### Aufgaben
A. Nenne alle Musikstile, die der Text über Triphop als Zutaten der neuen Mixtur aufzählt.
B. Mit welchen zwei Bands wird Triphop laut dem Text über Triphop vor allem verbunden?

### Dokumenttext
::::::

Die Jazzszene der britischen Hafenstadt Bristol kann wohl getrost als die Keimzelle des Triphop bezeichnet werden. Dieser Musikstil entstand dort zu Beginn der 90er Jahre, indem er den aus den USA kommenden Hiphop, die Drums&Bass-Beats europäischer Clubs, Synthiepop, einen Schuss Soul und schließlich den heimischen Jazz zu einer atmosphärisch dichten Mixtur zusammen führte, angereichert um LoFi-Elemente - also bewusst integrierte Geräusche analoger Tonquellen. Triphop, das ist eine düstere, langsame und verstörende Musik mit dumpfen Beats, seltsamen Störgeräuschen und Scratches, aber auch bittersüßem Gesang, elegischem Streichorchester und Bläsersätzen.

Vor allem zwei Bands werden mit dem Triphop verbunden: Portishead und Massive Attack. Beide Bands stammen aus Bristol, begannen ungefähr zur selben Zeit, beeinflussten sich womöglich gegenseitig, fanden jedoch schnell ihren eigenen, individuellen Stil. Beide Bands wurde oft kopiert, aber nie erreicht. Erstaunlich: Portishead reichten ganze zwei Studioalben, um zu einer der einflussreichsten britischen Bands überhaupt zu werden. Und auch Massive Attack brachten es auch nur auf vier Alben (und einen Filmsoundtrack) - in immerhin 15 Jahren seit ihrem Debüt.

::::::

### Datenauszug
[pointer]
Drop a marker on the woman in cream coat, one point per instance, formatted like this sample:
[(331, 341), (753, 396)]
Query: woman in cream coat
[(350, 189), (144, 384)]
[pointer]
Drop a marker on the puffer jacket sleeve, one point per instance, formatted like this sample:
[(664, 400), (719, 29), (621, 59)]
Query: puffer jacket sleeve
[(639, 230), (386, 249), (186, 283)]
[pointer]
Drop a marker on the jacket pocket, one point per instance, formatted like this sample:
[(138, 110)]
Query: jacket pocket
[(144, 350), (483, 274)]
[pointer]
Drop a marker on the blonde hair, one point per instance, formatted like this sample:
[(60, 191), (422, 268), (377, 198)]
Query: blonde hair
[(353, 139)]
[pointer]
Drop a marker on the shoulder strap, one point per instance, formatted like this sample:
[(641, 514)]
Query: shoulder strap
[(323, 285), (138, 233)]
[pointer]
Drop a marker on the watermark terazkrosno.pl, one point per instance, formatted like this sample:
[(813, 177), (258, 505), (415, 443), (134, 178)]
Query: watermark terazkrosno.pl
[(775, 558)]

::::::

### Lösungen
A. Hiphop aus den USA, Drums&Bass-Beats europäischer Clubs, Synthiepop, Soul und der heimische Jazz

B. Portishead und Massive Attack